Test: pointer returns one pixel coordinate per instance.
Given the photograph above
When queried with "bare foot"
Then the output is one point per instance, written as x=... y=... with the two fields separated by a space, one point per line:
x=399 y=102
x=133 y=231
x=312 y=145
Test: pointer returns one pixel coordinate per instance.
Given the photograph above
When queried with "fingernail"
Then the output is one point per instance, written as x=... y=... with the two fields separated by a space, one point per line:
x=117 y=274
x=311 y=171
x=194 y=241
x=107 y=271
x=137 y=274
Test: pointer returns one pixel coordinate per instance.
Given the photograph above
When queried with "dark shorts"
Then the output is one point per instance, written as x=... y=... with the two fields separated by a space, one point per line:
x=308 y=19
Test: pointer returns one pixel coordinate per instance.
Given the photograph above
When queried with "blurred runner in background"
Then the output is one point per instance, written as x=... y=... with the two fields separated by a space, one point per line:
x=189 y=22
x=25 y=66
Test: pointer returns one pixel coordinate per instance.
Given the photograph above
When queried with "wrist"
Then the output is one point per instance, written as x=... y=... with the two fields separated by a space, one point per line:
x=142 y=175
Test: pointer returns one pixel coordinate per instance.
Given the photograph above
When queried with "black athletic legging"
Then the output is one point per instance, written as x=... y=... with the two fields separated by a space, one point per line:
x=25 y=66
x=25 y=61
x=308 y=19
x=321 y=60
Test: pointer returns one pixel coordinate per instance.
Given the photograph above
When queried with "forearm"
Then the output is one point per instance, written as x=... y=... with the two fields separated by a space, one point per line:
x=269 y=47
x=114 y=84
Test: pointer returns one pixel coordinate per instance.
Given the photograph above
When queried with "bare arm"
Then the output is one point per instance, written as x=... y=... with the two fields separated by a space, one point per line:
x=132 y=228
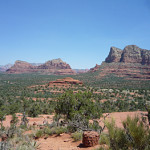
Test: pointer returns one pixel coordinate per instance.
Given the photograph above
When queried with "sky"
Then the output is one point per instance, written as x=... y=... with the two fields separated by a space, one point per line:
x=80 y=32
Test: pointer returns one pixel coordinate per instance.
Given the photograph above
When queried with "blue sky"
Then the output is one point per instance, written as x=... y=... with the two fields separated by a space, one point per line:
x=79 y=32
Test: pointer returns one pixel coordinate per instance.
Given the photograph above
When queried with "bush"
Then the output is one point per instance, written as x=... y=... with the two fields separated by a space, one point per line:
x=135 y=135
x=77 y=136
x=104 y=139
x=39 y=133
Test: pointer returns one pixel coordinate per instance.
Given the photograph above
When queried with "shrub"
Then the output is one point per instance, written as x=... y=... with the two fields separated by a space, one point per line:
x=39 y=133
x=77 y=136
x=135 y=135
x=104 y=139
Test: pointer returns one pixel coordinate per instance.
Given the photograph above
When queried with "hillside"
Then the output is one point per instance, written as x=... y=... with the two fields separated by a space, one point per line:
x=55 y=66
x=127 y=68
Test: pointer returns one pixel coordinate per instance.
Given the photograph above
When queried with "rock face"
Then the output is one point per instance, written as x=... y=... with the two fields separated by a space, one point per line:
x=90 y=138
x=55 y=66
x=5 y=67
x=114 y=55
x=130 y=54
x=131 y=62
x=63 y=81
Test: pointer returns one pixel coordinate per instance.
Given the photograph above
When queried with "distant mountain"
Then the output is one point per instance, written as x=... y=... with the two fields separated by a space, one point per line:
x=81 y=70
x=132 y=63
x=5 y=67
x=55 y=66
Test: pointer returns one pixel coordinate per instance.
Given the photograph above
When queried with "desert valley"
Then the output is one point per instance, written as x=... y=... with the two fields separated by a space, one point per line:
x=50 y=106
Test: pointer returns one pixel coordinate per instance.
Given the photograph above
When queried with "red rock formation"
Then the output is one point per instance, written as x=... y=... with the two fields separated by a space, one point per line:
x=132 y=63
x=130 y=54
x=66 y=80
x=95 y=68
x=56 y=66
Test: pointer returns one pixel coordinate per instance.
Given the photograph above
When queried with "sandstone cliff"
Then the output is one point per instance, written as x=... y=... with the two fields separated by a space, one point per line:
x=130 y=54
x=55 y=66
x=132 y=62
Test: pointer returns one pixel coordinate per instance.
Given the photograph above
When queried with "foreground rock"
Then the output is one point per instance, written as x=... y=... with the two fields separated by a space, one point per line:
x=90 y=138
x=55 y=66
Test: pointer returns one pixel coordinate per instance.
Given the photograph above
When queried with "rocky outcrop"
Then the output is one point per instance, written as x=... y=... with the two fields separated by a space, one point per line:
x=21 y=67
x=132 y=62
x=55 y=66
x=94 y=68
x=63 y=81
x=130 y=54
x=5 y=67
x=114 y=55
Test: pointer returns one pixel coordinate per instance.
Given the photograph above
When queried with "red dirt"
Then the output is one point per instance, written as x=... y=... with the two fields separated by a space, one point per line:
x=64 y=141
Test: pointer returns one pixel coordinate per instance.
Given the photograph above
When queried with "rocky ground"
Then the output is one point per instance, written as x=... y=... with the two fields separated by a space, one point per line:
x=64 y=141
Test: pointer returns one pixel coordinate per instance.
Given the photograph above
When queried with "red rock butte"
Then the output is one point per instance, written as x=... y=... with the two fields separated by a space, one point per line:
x=66 y=80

Action item -
Read the data above. Pull out each line in which the string "bare" appears.

Response area -
When queried with "bare foot"
When queried with "bare arm"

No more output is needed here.